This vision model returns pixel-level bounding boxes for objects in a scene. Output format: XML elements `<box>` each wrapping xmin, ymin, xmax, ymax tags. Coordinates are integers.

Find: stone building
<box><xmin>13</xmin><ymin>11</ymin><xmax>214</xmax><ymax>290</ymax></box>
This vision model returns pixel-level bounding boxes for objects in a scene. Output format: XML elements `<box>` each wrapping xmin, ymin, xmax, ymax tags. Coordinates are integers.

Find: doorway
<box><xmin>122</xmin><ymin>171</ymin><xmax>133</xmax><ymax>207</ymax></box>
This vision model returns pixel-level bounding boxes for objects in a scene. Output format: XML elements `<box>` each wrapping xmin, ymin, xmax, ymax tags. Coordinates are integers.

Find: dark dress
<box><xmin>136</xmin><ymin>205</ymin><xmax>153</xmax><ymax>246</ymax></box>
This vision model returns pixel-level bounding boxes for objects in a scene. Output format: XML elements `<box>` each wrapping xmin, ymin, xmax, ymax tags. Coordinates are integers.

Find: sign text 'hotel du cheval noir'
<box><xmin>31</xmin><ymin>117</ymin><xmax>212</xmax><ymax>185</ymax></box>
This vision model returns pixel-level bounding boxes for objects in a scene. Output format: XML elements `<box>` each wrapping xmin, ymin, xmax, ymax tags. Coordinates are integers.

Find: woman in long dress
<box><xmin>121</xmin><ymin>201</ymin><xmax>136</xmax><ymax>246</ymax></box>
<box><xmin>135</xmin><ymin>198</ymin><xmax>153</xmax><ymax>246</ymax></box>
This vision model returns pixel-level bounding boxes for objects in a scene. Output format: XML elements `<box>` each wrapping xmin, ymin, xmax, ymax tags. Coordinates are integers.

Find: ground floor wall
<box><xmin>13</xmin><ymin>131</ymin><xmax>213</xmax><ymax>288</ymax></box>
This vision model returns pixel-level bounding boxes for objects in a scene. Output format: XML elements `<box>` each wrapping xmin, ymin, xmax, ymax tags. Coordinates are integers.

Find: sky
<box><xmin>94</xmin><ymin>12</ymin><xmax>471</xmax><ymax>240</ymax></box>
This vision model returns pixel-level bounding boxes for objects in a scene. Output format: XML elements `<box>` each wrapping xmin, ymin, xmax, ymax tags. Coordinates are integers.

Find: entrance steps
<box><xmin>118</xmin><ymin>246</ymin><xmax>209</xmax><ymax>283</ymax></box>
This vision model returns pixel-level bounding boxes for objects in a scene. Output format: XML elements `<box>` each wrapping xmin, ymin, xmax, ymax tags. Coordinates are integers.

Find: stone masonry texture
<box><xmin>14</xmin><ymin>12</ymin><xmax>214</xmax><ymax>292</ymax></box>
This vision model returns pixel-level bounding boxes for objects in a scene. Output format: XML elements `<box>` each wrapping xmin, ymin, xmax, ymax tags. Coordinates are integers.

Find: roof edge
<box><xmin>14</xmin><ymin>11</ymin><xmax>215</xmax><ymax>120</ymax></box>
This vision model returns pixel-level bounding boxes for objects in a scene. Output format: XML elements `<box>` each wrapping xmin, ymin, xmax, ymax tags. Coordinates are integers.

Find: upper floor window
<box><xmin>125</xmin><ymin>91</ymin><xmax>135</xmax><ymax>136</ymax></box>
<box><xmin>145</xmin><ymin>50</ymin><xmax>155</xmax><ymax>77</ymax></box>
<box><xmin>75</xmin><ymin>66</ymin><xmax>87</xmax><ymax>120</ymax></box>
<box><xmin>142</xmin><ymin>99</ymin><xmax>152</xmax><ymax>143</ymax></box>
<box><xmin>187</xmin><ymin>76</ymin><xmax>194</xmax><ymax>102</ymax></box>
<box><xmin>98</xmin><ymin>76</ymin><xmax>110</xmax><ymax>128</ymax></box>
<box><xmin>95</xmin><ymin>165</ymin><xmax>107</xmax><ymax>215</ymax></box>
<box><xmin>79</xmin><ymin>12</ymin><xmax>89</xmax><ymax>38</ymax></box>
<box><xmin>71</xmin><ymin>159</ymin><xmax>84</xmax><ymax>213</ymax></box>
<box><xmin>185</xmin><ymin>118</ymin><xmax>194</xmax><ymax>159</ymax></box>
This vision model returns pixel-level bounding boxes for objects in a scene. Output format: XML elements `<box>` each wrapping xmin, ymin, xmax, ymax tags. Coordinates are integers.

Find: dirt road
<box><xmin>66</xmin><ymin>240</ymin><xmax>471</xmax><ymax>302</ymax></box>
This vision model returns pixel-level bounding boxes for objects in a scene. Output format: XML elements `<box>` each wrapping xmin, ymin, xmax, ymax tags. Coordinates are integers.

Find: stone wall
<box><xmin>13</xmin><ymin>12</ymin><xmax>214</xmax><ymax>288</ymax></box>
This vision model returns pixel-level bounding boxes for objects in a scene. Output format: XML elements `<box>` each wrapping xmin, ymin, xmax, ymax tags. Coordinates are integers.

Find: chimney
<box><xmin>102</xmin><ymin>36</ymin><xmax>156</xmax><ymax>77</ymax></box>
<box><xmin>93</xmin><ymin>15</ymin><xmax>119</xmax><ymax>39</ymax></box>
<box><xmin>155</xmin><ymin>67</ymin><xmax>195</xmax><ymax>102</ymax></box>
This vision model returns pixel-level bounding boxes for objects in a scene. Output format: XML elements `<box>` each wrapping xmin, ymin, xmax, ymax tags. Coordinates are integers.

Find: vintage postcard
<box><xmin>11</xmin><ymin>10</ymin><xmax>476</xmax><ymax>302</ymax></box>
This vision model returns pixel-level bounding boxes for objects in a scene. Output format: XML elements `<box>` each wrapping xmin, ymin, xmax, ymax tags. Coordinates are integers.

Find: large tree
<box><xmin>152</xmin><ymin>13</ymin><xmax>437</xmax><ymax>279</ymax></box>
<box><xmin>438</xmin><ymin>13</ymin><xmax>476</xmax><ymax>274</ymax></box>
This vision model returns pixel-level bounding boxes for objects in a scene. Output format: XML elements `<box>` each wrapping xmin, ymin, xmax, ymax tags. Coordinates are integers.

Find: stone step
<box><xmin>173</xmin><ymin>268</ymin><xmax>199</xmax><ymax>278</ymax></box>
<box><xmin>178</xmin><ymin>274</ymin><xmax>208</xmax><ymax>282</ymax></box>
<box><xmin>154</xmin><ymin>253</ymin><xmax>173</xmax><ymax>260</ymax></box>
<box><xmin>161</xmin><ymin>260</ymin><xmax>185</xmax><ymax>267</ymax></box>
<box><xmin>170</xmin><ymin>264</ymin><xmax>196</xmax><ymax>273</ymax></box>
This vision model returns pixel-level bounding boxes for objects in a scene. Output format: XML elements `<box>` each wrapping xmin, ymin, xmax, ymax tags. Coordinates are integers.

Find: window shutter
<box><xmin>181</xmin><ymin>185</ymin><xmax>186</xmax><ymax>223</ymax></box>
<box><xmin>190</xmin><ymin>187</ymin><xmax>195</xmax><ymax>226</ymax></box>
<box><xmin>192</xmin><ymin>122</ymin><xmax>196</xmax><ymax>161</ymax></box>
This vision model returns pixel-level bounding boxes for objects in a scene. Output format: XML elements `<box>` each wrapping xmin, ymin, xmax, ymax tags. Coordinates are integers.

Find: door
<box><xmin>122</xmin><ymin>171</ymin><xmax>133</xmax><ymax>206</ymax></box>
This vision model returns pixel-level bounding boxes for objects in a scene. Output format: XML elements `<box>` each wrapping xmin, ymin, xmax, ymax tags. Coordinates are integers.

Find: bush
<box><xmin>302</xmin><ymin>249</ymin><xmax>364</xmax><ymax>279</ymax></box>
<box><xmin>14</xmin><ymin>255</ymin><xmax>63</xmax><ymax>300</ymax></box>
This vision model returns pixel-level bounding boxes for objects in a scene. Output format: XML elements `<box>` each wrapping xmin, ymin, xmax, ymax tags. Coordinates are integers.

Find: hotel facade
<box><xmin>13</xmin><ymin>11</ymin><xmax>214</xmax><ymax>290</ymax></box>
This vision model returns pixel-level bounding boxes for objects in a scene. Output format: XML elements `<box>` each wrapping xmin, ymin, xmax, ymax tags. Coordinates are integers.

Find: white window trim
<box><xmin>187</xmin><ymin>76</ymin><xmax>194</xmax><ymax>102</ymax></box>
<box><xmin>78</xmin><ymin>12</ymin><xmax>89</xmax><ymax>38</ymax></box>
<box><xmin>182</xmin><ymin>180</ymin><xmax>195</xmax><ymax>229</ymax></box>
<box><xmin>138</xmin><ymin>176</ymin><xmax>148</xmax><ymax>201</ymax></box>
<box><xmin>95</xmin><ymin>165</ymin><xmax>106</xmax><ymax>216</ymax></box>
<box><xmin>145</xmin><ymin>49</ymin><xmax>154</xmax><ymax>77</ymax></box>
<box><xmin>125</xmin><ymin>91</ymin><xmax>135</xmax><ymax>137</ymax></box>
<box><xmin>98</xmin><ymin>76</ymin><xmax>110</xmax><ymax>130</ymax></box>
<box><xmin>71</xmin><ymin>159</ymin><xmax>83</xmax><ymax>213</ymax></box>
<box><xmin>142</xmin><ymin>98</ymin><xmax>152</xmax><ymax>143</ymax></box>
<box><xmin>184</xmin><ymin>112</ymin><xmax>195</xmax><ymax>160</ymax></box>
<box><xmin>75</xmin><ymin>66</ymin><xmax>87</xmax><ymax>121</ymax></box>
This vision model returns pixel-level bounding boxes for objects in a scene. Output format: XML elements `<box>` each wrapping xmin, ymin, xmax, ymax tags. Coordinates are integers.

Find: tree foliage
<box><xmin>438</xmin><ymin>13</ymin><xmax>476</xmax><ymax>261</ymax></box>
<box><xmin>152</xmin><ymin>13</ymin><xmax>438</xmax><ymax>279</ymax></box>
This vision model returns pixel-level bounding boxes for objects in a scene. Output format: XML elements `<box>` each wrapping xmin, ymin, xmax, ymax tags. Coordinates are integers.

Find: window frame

▸ **Task goal**
Only the lines from the one holding "Find: hotel facade" through the end of the listing should be given again, exactly and with both ends included.

▸ **Answer to this problem**
Find: hotel facade
<box><xmin>13</xmin><ymin>11</ymin><xmax>214</xmax><ymax>290</ymax></box>
This vision model returns pixel-level bounding boxes for objects in a scene. Output format: XML elements `<box>` each wrapping xmin, ymin, xmax, ymax tags. Coordinates are integers.

Find: white window trim
<box><xmin>187</xmin><ymin>76</ymin><xmax>194</xmax><ymax>102</ymax></box>
<box><xmin>78</xmin><ymin>12</ymin><xmax>89</xmax><ymax>38</ymax></box>
<box><xmin>182</xmin><ymin>180</ymin><xmax>195</xmax><ymax>229</ymax></box>
<box><xmin>138</xmin><ymin>176</ymin><xmax>148</xmax><ymax>201</ymax></box>
<box><xmin>95</xmin><ymin>165</ymin><xmax>106</xmax><ymax>216</ymax></box>
<box><xmin>145</xmin><ymin>49</ymin><xmax>154</xmax><ymax>77</ymax></box>
<box><xmin>125</xmin><ymin>91</ymin><xmax>135</xmax><ymax>137</ymax></box>
<box><xmin>98</xmin><ymin>76</ymin><xmax>110</xmax><ymax>130</ymax></box>
<box><xmin>71</xmin><ymin>159</ymin><xmax>83</xmax><ymax>213</ymax></box>
<box><xmin>142</xmin><ymin>98</ymin><xmax>152</xmax><ymax>143</ymax></box>
<box><xmin>184</xmin><ymin>112</ymin><xmax>195</xmax><ymax>160</ymax></box>
<box><xmin>75</xmin><ymin>66</ymin><xmax>87</xmax><ymax>121</ymax></box>
This vision model returns pixel-level bounding boxes for objects in a scene. Output format: XML elements `<box>` each wrapping xmin, ymin, xmax, ymax tags. Coordinates are integers.

Find: tree foliage
<box><xmin>438</xmin><ymin>13</ymin><xmax>476</xmax><ymax>261</ymax></box>
<box><xmin>152</xmin><ymin>13</ymin><xmax>438</xmax><ymax>279</ymax></box>
This vision model returns pixel-level bounding boxes for objects in a scene. Output format: XML elements `<box>` each wrapping xmin, ymin, xmax, ymax tags. Coordinates are integers.

Find: window frame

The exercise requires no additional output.